Return the full listing exactly as it is written.

|---|

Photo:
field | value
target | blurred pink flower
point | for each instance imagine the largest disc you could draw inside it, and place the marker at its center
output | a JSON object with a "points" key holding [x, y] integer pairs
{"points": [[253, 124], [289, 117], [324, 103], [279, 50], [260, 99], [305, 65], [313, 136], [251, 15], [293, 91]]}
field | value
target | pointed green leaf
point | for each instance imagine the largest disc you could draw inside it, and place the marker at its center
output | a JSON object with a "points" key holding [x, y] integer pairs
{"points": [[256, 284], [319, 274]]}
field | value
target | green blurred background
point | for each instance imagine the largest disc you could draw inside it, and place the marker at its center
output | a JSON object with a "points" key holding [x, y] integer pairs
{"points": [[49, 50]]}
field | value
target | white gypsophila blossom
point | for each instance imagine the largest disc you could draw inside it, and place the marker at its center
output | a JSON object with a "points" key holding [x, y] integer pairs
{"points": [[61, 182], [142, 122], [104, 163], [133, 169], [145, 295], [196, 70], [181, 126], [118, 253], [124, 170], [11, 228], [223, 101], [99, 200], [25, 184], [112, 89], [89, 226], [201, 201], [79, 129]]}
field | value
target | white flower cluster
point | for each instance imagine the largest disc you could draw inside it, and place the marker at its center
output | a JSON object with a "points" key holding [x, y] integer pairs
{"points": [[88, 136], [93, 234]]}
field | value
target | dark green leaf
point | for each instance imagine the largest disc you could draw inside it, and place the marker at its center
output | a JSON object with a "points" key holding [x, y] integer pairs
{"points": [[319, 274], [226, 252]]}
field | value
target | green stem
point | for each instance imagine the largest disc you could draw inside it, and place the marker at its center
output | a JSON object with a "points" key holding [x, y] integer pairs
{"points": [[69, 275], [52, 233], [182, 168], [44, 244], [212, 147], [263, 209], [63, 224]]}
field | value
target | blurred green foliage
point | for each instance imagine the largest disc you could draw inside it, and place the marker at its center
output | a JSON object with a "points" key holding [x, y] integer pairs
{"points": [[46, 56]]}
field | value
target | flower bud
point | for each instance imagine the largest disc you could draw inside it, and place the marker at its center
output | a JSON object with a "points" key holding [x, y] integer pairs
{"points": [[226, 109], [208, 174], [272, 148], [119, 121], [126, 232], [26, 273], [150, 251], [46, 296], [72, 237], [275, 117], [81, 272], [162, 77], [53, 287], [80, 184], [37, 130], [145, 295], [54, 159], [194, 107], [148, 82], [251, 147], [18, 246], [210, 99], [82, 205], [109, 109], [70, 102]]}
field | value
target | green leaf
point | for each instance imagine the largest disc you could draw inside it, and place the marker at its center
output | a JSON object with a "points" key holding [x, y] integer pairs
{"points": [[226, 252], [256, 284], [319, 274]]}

|---|

**Finished answer**
Photo:
field | value
target | blurred pink flower
point | for each instance imagine the largest disc you could draw inside it, and place the marker at its center
output | a JSON object with a "points" key holding [x, y] integer pairs
{"points": [[253, 124], [289, 117], [324, 103], [279, 50], [260, 99], [305, 65], [313, 136], [251, 15], [293, 91]]}
field | value
target | pointed green leaf
point | for each instance imagine the largest disc you could draw inside it, and place the marker at its center
output | a JSON object with a "points" key holding [x, y] integer pairs
{"points": [[256, 284], [319, 274]]}
field | value
target | green blurred background
point | for each instance imagine the largest disc you could draw inside it, and place the marker at its center
output | a JSON object with a "points" key holding [x, y] integer pairs
{"points": [[49, 50]]}
field | value
target | white gypsophila blossom
point | for each instance imagine the largest disc you could draw inside it, and place the marker at its center
output | a JSON object with a "points" key holding [x, y] integer pairs
{"points": [[61, 182], [142, 122], [104, 163], [133, 169], [145, 295], [196, 70], [181, 126], [118, 253], [124, 170], [11, 228], [223, 101], [99, 200], [25, 184], [112, 89], [89, 226], [201, 201], [79, 129]]}
field | value
target | white flower cluster
point | for each instance imagine the largest disc you could draw inside it, and place the marker at its center
output | a JSON object with a "points" key holding [x, y] integer pairs
{"points": [[88, 136], [93, 234]]}
field | value
target | dark green leaf
point | for each instance imagine the largest disc you could draw inside it, and place the marker at its center
output | a JSON object with a "points" key holding [x, y] integer pairs
{"points": [[319, 274], [226, 252]]}
field | value
target | green stem
point | for each instance imagine the largest disc you could draw inside it, and place the marker at its center
output | a JSON object with a "points" key holding [x, y] integer pairs
{"points": [[69, 275], [52, 233], [182, 168], [44, 244], [212, 147], [263, 209], [63, 224]]}
field | value
target | blurred green foliage
point | for each instance imagine the largest disc you could draw inside it, and place the marker at its center
output | a JSON object with a "points" key holding [x, y] integer pairs
{"points": [[46, 56]]}
field | value
target | flower bud
point | for each instance imagine the largest disc you could draw inside it, and place the marker at its center
output | a JSON object with a "points" key holding [x, y] integer pairs
{"points": [[226, 109], [208, 174], [272, 148], [119, 121], [126, 232], [26, 273], [150, 251], [46, 296], [72, 237], [275, 117], [81, 272], [162, 77], [53, 287], [80, 184], [37, 130], [145, 295], [54, 159], [194, 107], [148, 82], [251, 147], [18, 246], [210, 99], [82, 205], [109, 109], [70, 102]]}
field | value
target | green leaf
point | for each instance imagine the largest disc you could draw inside it, and place the marker at its center
output | a JSON object with a "points" key holding [x, y] integer pairs
{"points": [[226, 252], [256, 284], [319, 274]]}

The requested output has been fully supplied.